*** Dataset content ***
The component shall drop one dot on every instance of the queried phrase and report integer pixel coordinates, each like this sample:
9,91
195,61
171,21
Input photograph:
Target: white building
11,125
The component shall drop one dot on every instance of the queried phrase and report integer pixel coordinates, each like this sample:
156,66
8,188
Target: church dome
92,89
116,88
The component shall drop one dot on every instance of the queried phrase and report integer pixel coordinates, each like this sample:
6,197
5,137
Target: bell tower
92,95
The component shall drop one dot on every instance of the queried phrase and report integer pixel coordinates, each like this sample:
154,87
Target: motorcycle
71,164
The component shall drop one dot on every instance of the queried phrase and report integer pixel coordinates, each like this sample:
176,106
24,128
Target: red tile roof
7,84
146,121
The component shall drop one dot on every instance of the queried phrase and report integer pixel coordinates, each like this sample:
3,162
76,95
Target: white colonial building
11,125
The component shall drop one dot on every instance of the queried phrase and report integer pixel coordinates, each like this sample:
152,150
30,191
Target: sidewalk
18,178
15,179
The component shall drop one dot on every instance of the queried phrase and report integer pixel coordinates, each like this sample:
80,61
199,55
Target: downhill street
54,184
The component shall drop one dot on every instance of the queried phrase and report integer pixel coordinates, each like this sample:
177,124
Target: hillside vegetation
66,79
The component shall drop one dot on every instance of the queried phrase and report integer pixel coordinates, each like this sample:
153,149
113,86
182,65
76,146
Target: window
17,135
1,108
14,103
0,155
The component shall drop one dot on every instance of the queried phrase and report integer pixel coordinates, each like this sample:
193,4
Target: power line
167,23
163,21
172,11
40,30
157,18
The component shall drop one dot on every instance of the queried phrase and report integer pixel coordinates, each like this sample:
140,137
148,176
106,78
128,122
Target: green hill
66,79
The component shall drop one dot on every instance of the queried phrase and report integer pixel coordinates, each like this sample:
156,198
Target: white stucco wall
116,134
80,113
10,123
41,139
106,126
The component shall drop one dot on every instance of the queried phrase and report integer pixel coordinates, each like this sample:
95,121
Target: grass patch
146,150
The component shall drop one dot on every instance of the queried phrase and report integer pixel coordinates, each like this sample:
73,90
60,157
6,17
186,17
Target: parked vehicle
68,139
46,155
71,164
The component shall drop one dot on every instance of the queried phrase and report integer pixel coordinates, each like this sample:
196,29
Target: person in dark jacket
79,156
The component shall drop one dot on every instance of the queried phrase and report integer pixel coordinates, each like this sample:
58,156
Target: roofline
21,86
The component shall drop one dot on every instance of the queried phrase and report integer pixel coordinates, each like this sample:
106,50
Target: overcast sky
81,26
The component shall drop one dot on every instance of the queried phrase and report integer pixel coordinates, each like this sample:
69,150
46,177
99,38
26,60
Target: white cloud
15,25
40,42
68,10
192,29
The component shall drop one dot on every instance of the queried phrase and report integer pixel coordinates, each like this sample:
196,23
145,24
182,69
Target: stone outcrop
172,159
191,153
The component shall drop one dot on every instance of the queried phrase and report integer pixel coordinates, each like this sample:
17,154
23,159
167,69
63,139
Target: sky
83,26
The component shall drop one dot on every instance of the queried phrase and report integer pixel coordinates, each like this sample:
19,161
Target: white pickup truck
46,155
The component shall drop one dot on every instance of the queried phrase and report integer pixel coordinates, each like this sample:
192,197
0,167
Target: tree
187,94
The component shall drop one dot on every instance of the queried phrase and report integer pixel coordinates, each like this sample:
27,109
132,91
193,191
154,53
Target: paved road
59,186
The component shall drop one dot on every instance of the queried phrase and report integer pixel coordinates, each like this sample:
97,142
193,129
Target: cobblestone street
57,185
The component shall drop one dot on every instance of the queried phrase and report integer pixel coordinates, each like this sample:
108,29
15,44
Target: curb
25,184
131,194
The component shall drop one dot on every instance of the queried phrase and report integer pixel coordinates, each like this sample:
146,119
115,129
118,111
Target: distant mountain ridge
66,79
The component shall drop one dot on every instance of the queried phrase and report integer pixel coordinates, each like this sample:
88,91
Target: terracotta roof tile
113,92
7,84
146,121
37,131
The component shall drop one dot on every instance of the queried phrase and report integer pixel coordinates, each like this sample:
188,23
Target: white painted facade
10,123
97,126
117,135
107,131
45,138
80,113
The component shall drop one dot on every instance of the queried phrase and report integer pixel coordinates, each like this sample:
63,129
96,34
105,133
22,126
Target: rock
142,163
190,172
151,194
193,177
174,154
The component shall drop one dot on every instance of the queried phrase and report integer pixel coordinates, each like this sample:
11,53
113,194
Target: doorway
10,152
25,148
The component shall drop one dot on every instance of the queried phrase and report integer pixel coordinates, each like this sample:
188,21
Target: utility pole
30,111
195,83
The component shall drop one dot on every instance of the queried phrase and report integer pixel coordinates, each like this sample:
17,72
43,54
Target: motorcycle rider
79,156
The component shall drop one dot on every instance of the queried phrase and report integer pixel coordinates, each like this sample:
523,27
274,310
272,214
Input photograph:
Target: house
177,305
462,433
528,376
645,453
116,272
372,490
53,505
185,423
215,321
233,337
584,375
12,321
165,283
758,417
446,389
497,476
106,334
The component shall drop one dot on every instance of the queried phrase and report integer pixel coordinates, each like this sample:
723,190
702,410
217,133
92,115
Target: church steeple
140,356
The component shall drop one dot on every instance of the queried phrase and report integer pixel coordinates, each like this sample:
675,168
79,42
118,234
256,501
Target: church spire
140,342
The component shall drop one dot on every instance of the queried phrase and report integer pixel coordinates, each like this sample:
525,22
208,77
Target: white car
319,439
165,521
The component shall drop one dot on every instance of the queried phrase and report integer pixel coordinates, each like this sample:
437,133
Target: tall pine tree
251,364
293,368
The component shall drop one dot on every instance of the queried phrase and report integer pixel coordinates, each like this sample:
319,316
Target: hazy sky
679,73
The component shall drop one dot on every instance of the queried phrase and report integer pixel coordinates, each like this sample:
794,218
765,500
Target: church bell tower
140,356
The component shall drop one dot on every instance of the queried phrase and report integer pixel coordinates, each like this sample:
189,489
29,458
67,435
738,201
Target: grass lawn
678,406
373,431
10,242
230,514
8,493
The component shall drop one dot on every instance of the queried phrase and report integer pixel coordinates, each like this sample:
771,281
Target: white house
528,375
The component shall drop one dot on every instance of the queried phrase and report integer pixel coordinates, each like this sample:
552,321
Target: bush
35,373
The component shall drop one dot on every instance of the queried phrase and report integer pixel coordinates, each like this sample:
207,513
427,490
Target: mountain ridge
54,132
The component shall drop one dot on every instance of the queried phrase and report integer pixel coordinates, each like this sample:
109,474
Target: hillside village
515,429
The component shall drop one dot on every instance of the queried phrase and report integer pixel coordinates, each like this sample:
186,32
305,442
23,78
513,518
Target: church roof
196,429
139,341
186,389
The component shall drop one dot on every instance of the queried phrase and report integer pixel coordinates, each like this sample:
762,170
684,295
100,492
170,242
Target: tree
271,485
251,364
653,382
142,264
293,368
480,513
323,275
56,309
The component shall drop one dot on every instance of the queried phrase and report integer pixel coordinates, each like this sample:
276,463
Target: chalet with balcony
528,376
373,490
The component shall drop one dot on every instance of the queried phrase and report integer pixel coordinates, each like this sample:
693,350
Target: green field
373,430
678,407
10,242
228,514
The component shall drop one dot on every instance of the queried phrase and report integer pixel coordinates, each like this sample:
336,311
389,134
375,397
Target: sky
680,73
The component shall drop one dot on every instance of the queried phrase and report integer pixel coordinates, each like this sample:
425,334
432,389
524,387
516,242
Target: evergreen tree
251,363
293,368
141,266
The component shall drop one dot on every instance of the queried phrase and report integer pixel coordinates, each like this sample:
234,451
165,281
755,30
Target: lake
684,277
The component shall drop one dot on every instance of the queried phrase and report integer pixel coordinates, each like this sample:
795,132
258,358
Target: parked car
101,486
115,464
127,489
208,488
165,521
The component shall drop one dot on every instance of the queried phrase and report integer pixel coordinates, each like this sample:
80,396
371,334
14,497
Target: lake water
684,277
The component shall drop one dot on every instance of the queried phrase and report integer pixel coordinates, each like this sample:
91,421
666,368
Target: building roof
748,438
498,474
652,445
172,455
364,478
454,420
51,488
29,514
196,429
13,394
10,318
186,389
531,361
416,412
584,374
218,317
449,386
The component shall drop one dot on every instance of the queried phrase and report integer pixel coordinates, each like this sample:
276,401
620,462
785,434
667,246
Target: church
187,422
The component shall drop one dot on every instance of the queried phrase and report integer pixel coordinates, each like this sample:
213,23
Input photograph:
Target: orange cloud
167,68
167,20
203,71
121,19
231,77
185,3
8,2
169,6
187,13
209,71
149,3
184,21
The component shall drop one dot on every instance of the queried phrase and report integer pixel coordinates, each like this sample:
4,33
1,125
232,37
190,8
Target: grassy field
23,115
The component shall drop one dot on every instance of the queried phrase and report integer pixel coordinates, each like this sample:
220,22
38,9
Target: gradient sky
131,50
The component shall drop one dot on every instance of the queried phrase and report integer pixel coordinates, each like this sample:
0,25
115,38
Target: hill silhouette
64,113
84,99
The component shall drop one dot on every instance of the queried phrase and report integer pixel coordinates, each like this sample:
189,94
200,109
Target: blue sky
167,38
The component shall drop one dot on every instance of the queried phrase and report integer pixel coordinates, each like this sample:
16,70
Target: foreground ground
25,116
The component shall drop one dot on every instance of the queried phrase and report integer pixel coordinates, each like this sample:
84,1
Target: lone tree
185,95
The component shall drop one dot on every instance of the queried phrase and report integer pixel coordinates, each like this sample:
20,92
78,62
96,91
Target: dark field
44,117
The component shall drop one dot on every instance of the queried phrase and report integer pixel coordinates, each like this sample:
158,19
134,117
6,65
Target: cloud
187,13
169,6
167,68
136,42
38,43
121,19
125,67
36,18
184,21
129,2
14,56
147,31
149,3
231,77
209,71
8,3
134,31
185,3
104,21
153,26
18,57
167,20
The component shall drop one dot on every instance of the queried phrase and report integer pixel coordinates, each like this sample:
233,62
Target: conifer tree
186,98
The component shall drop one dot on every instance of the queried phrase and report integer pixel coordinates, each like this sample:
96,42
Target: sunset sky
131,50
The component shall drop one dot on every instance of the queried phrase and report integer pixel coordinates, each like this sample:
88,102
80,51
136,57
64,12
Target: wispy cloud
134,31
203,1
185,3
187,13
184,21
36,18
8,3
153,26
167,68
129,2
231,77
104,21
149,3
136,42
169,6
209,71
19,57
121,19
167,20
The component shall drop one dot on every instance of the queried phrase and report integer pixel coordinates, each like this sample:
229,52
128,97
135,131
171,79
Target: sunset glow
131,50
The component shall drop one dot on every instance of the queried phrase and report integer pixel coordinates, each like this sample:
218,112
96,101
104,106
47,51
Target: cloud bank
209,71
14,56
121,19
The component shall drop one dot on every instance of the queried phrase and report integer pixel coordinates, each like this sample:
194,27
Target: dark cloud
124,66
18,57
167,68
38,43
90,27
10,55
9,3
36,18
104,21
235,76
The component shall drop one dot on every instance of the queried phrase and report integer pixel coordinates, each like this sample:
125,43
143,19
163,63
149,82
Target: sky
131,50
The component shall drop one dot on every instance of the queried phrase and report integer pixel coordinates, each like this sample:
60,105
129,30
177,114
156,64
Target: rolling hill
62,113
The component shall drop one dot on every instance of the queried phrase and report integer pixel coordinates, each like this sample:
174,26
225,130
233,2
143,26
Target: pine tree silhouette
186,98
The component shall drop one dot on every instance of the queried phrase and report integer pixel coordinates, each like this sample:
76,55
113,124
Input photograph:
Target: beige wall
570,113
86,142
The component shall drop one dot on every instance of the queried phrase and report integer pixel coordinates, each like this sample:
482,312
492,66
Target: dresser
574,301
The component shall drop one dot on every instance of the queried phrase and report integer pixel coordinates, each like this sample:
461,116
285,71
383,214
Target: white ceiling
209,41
*** End of Dataset content ***
• _Task details_: Starting with the line that contains "Target: beige wall", restate every line through the end of the records above, exactly and with no other lines.

• _Your response_:
Target: beige wall
570,113
86,142
The component shall drop one dot on every instance of the queried phrase and report integer pixel coordinates, each like this sample:
482,312
492,66
Target: dresser
574,301
The component shall drop one dot on every instance of the queried phrase and report integer pixel coordinates, each like this sample:
461,116
285,71
383,214
Target: white ceiling
209,41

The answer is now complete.